▶ _Exercise instructions_
Everything in the records below should be set down again, word for word.

╔══

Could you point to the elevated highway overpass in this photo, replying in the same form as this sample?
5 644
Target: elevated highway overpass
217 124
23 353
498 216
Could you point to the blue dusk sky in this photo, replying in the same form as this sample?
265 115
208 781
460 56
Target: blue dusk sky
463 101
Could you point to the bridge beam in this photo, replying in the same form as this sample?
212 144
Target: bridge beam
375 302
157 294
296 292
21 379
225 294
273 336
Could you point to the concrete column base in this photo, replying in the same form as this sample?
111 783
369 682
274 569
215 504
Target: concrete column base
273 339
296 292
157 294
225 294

╚══

▶ _Result below_
Could you point to the elevated highway overpass in this photo, replying in the same form as this sample?
5 644
Target: elevated highway overpass
217 124
23 353
498 216
Could you point to the blue dusk sky in this photo, replying in the same form as this sample?
265 115
208 781
460 56
Target: blue dusk sky
463 101
Could you point to the bridge beam in this photo, replying in the same form as this sample?
212 144
Target: bridge beam
375 302
157 294
296 292
21 379
225 294
273 336
Could you point to the concrete column base in this photo, replying in the same form as this sample?
111 783
369 682
274 569
215 504
Target: concrete column base
273 339
296 292
157 294
225 294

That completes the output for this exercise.